WHAT IS ASKED -
Repeat verbatim everything in the data from the line containing "occurrence of rust-colored" down to the end of the data, including both of those lines.

++++ AVAILABLE RECORDS

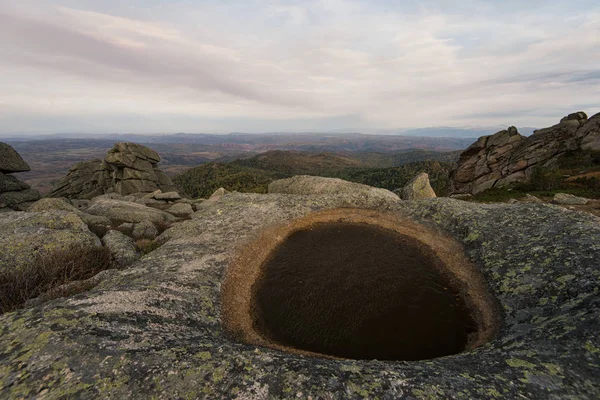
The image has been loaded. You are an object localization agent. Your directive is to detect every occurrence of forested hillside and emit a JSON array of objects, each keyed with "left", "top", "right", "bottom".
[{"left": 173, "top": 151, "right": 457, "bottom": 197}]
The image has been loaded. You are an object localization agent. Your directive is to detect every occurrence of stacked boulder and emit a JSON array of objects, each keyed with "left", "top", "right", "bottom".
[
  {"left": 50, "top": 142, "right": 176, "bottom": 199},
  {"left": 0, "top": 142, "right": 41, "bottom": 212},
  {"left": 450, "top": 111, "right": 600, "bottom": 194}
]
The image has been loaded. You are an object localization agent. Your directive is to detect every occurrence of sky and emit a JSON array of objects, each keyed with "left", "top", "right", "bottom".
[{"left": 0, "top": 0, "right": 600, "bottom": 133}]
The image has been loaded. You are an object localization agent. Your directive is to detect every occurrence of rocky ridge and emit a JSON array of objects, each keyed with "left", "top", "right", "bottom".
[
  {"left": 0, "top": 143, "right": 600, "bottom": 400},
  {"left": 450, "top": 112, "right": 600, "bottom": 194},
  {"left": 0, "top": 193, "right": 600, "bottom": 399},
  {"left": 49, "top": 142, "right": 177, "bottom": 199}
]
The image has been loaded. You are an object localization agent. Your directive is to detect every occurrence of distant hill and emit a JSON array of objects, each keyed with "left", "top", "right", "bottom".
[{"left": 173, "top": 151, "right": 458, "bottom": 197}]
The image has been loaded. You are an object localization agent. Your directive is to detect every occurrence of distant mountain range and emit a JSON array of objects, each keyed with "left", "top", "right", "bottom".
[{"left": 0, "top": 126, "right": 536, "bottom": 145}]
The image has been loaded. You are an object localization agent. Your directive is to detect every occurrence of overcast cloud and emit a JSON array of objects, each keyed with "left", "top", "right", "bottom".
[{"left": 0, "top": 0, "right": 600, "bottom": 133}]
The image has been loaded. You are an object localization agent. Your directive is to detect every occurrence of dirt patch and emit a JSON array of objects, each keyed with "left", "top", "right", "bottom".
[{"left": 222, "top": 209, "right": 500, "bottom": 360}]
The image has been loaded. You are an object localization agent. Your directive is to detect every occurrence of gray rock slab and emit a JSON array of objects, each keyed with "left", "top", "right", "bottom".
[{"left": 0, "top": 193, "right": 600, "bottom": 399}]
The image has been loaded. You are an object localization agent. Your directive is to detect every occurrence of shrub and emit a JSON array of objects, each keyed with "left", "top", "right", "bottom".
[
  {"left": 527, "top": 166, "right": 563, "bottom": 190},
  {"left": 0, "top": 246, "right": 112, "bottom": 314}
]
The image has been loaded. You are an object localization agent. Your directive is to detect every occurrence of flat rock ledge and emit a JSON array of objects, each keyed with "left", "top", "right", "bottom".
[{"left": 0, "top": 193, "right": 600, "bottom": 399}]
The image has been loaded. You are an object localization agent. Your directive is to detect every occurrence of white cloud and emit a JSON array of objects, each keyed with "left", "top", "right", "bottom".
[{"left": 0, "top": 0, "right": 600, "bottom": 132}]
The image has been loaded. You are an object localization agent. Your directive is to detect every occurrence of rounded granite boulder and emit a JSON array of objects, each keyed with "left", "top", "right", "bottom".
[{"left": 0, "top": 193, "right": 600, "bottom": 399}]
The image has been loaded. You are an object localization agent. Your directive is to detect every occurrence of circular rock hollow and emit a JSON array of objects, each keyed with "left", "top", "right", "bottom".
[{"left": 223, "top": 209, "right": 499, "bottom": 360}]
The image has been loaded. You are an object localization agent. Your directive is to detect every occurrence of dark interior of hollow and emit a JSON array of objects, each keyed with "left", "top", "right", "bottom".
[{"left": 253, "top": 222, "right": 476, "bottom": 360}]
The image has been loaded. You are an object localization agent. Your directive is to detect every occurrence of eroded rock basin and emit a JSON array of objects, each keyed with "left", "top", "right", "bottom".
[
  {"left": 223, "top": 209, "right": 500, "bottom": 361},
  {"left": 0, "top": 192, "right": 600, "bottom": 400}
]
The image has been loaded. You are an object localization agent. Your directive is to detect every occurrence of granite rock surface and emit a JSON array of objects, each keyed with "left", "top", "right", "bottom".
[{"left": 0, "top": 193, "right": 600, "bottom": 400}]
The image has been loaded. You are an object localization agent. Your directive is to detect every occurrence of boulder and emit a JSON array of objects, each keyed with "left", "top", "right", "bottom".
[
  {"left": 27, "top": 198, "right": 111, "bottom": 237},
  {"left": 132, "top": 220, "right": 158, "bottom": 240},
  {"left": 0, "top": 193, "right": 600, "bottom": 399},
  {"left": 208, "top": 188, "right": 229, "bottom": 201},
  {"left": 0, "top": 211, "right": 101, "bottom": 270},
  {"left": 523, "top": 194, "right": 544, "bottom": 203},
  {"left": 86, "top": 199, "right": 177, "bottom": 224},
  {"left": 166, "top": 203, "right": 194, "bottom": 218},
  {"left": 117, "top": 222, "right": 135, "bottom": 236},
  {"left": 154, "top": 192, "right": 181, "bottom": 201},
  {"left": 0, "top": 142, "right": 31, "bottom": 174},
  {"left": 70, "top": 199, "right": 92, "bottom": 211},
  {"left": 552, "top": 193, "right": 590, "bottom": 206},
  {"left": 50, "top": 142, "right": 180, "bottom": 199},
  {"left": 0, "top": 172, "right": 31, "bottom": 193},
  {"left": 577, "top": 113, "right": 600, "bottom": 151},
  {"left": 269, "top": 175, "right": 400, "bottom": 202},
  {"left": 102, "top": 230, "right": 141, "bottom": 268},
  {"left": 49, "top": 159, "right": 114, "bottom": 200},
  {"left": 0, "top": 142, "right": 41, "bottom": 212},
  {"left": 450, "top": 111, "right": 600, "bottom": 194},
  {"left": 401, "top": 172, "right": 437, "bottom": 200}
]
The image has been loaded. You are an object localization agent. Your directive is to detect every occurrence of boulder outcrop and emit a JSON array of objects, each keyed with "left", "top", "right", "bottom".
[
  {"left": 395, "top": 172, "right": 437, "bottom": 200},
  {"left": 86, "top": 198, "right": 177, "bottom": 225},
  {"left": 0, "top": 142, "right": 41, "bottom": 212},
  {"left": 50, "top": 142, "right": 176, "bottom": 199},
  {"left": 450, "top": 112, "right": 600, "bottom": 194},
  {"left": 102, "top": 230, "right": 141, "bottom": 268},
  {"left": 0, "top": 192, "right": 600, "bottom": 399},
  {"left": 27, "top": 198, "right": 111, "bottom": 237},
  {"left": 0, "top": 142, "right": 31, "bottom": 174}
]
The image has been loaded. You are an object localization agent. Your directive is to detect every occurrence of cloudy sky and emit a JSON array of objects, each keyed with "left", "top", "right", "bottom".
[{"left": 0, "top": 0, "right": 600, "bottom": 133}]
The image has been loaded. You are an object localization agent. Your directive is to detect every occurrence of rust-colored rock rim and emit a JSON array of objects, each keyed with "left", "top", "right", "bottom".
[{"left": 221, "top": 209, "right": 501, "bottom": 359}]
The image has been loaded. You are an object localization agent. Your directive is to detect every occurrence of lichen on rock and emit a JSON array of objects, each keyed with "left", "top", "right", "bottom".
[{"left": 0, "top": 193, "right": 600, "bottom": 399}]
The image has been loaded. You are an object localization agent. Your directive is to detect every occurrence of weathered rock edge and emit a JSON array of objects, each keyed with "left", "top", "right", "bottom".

++++++++

RESPONSE FOR THIS EXERCISE -
The image has been loaded. You are an object localization agent. Your directive is to detect every occurrence of rust-colored rock rim and emit a JSON array of objects, each keyed with "left", "top", "right", "bottom".
[{"left": 221, "top": 209, "right": 501, "bottom": 359}]
The image has been loaded. You are an object localization agent. Your directive is to detect every occurrence of lichen on rock and emit a JSON array of objects, each keyed with "left", "top", "right", "bottom".
[{"left": 0, "top": 193, "right": 600, "bottom": 399}]
The image has been loaded. You are an object localization agent. Your directive is to detect every occurrence of weathered rock edge and emit a JSON array of objects, each keyed with "left", "top", "right", "bottom".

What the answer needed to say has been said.